图像分割条目

=-=-=

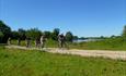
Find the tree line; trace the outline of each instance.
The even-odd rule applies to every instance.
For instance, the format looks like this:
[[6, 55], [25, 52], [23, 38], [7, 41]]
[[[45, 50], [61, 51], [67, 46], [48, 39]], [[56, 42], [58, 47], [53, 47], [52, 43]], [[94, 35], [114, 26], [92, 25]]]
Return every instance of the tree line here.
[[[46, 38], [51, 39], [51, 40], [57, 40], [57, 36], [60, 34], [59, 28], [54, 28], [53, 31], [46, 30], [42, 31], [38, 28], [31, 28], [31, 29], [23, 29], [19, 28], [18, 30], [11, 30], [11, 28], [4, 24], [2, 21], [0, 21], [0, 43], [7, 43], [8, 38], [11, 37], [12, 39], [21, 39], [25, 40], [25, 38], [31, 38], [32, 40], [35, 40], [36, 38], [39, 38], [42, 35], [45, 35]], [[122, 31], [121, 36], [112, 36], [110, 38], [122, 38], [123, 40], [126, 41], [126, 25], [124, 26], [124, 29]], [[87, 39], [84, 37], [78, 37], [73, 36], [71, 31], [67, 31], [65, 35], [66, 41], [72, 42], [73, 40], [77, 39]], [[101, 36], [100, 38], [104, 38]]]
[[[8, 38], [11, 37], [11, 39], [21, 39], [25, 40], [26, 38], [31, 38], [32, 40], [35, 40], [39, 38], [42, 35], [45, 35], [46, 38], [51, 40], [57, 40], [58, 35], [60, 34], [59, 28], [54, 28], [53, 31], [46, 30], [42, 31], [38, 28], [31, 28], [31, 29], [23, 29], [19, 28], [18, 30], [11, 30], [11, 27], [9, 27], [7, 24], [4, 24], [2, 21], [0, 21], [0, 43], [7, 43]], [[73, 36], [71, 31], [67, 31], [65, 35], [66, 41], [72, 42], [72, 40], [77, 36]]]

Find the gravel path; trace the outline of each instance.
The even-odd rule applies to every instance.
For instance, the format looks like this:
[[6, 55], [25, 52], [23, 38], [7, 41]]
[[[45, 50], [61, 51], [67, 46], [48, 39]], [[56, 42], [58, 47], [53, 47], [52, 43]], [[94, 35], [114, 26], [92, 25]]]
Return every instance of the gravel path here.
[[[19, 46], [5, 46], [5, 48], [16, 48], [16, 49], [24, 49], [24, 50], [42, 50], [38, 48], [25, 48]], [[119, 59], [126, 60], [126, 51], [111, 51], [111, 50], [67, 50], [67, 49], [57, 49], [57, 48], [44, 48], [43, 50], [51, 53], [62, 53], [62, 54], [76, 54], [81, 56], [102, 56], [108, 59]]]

=-=-=

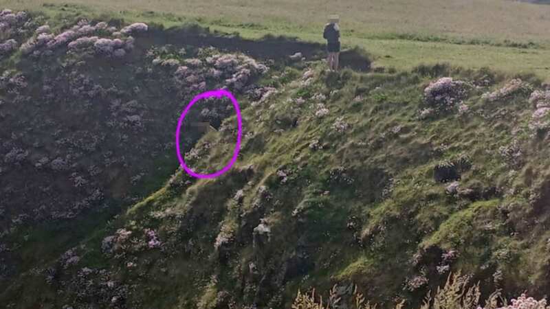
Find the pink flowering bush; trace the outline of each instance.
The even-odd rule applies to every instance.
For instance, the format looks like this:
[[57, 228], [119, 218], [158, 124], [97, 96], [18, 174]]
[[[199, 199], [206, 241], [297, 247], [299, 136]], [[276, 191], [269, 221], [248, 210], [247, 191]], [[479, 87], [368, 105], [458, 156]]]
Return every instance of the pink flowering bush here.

=-=-=

| 练习题目 |
将条目中从含有“Find the tree”的一行起、到含有“40], [77, 36]]]”的一行止的各行逐字照录，首尾两行均包括在内。

| 本题答案 |
Find the tree line; trace the outline of each instance.
The even-odd rule applies to every instance.
For instance, the format looks like this:
[[6, 55], [25, 52], [23, 38], [7, 41]]
[[[45, 50], [61, 51], [67, 46], [48, 39]], [[56, 42], [58, 47], [53, 47], [52, 43]], [[94, 35], [114, 26], [92, 25]]]
Return every instance of the tree line here.
[[[46, 38], [51, 39], [51, 40], [57, 40], [57, 36], [60, 34], [59, 28], [54, 28], [53, 31], [46, 30], [42, 31], [38, 28], [31, 28], [31, 29], [23, 29], [19, 28], [18, 30], [11, 30], [11, 28], [4, 24], [2, 21], [0, 21], [0, 43], [7, 43], [8, 38], [11, 37], [12, 39], [21, 39], [25, 40], [25, 38], [31, 38], [32, 40], [35, 40], [36, 38], [39, 38], [42, 35], [45, 35]], [[122, 31], [121, 36], [112, 36], [110, 38], [122, 38], [123, 40], [126, 41], [126, 25], [124, 26], [124, 29]], [[87, 39], [84, 37], [78, 37], [73, 36], [71, 31], [67, 31], [65, 35], [66, 41], [72, 42], [73, 40], [77, 39]], [[101, 36], [100, 38], [104, 38]]]
[[[8, 38], [11, 37], [11, 39], [21, 39], [25, 40], [26, 38], [31, 38], [32, 40], [35, 40], [39, 38], [42, 35], [45, 35], [46, 38], [51, 40], [57, 40], [58, 35], [60, 34], [59, 28], [54, 28], [53, 31], [46, 30], [42, 31], [38, 28], [31, 28], [31, 29], [23, 29], [19, 28], [18, 30], [11, 30], [11, 27], [9, 27], [7, 24], [4, 24], [2, 21], [0, 21], [0, 43], [7, 43]], [[73, 36], [71, 31], [67, 31], [65, 35], [66, 41], [72, 42], [72, 40], [77, 36]]]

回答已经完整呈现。